:: Exercise ::
Return every line of the listing below unchanged, but leave out the pictures.

:: Data for this task ::
----
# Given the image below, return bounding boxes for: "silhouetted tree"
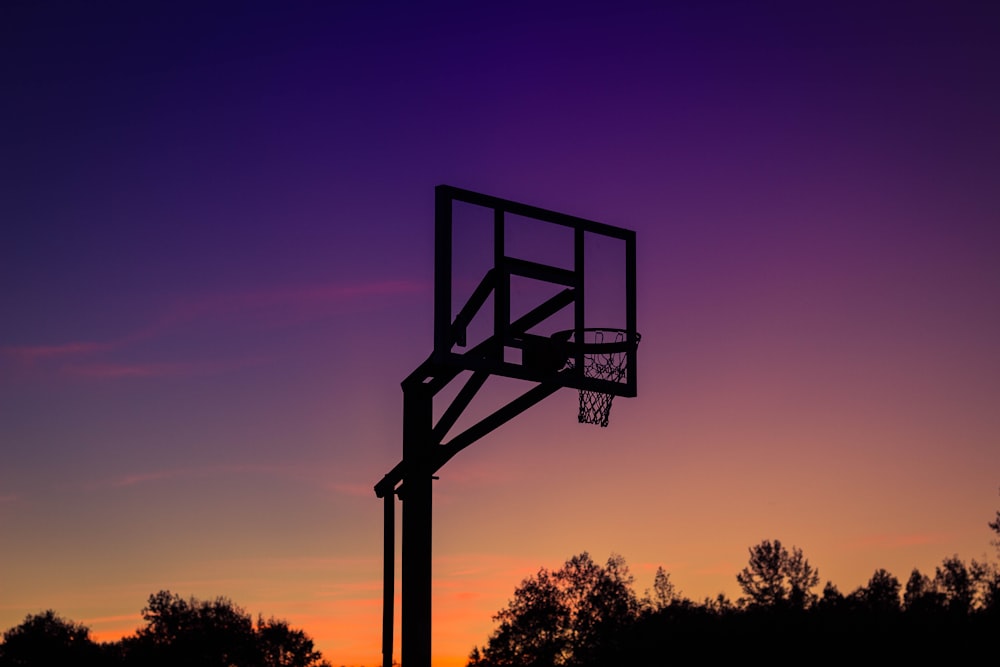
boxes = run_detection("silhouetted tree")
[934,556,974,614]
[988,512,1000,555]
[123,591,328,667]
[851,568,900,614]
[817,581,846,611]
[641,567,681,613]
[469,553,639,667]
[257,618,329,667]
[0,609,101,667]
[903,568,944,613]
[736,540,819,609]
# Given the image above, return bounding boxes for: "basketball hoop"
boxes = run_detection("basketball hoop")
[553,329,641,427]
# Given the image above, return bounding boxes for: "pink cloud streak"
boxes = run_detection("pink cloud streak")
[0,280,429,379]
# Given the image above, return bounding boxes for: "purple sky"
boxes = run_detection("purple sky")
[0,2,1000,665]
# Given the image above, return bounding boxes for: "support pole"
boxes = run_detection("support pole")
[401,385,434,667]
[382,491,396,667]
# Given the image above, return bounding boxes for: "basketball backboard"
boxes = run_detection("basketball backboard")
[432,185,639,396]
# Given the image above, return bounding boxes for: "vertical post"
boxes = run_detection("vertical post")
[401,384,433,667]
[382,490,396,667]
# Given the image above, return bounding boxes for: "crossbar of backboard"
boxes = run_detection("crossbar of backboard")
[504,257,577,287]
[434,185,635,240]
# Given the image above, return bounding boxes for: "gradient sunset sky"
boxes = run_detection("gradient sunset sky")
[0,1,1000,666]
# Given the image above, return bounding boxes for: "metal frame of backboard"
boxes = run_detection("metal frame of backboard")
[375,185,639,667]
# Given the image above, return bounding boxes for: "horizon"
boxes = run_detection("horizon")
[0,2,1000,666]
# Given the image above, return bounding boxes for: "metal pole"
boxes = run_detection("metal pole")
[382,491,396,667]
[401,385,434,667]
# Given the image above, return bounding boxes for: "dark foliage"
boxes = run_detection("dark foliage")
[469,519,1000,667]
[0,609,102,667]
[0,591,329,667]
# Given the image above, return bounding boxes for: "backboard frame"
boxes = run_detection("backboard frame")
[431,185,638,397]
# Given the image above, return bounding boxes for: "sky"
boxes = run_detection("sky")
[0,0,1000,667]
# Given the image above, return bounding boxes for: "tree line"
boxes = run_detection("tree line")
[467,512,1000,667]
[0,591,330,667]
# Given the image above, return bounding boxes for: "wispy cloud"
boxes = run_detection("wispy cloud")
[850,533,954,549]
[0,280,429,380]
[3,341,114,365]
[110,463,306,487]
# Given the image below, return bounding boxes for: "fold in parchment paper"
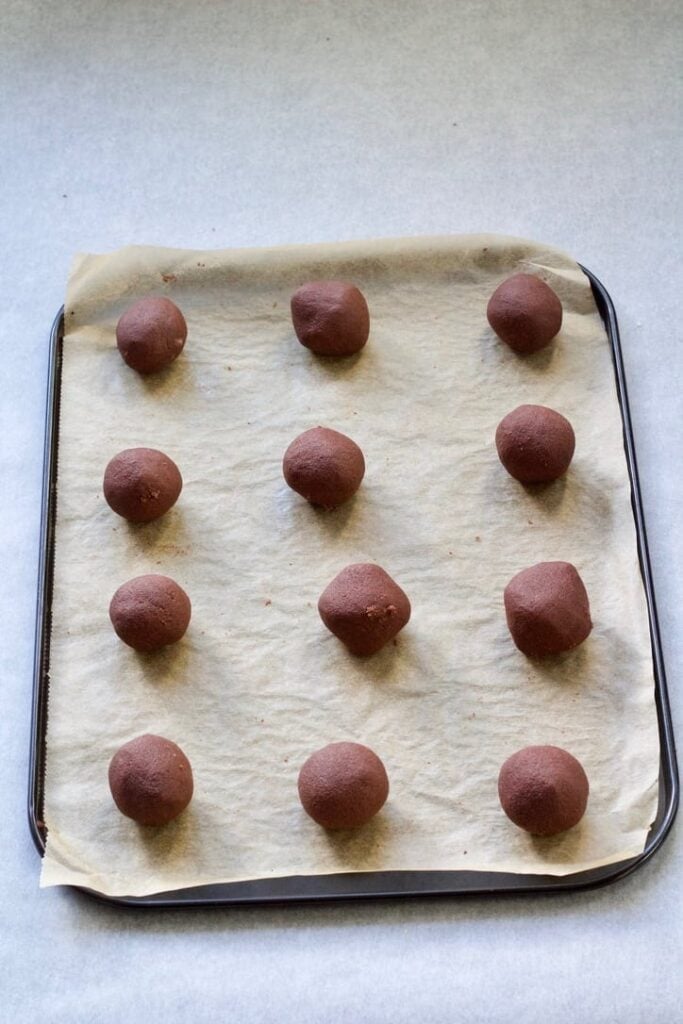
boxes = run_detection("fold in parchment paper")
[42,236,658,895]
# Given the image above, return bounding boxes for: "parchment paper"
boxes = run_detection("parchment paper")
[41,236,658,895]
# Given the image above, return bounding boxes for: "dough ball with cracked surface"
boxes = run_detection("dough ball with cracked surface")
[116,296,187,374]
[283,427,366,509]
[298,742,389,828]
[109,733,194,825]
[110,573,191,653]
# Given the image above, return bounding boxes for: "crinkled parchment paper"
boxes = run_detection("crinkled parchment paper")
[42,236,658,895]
----
:: The reply ::
# Given the image below, return bounding boxes for: "silhouetted tree"
boxes = run_detection("silhouetted tree")
[934,556,974,614]
[988,512,1000,555]
[123,591,328,667]
[851,568,900,614]
[817,581,846,611]
[641,567,681,613]
[469,553,639,667]
[257,618,329,667]
[0,609,101,667]
[903,568,944,613]
[736,540,819,609]
# Given the image above, return bounding boxes for: "basketball hoop"
boxes = run_detection("basketball hoop")
[553,329,641,427]
# Given the image above, return bounding boxes for: "pink cloud streak"
boxes = run_detection("pink cloud streak")
[0,280,429,379]
# Given the image above, return bounding boxes for: "purple sky"
boxes = run_detection("purple sky")
[0,2,1000,665]
# Given the image above, return bounding boxes for: "support pole"
boxes = run_detection("support pole")
[401,385,434,667]
[382,491,396,667]
# Given the image above, return bounding boxes for: "basketball backboard"
boxes = run_detection("basketball backboard")
[432,185,639,396]
# Given the image above, return bounding boxes for: "vertical post"
boxes = run_detection("vertical post")
[401,384,433,667]
[382,490,396,667]
# Given the image above, return bounding boxes for: "crossbar of backboard"
boxes = run_detection("crossbar of backboard")
[504,257,577,287]
[434,185,635,240]
# Given the image above, return bounding boxes for: "gradient sunset sky"
boxes = run_detection("gradient sunset sky")
[0,1,1000,666]
# Given the image above, return bounding boxes for: "metal frame of backboard"
boxes = run_detection("metal frame of backboard")
[375,185,639,667]
# Given the image above, return bounding boxes for: "horizon"
boxes = run_detection("horizon")
[0,2,1000,666]
# Given the image above, return bounding boxes for: "metal pole"
boxes = run_detection("metal pole")
[382,491,396,667]
[401,385,434,667]
# Given the image above, return bounding boxes for: "dark foliage"
boxes = run_detection("dark foliage")
[469,519,1000,667]
[0,609,102,667]
[0,591,329,667]
# Given the image above, return bounding boxes for: "backboard frame"
boxes = run_detection("backboard frame")
[431,185,638,397]
# Given the image above, return bounding boxes for: "sky"
boxes = run_detection("sky")
[0,0,1000,667]
# Given the image above, return bounding boxes for: "tree line"
boxes = run_detection("tree line")
[467,512,1000,667]
[0,591,330,667]
# Given the image above, return bounding boxes for: "wispy cloud"
boxes = run_detection("wispy cloud")
[850,533,954,549]
[0,280,429,380]
[3,341,114,365]
[110,463,306,487]
# Given the image below, return bounding boxes for: "fold in parchment paper"
boxes = run_detection("fold in parchment paper")
[42,236,658,895]
# Given the image above, return bounding boxes for: "parchment paper"
boxes = run_detection("parchment paper")
[41,236,658,895]
# Given the image above, return bounding boxes for: "dough ball with cracked surface"
boxes = run_detection("dough ball with cracked surface")
[116,296,187,374]
[283,427,366,509]
[298,742,389,828]
[109,733,194,825]
[110,573,191,653]
# Given the image above, return bounding boxes for: "crinkled parchment paper"
boxes = run_detection("crinkled parchment paper")
[42,236,658,895]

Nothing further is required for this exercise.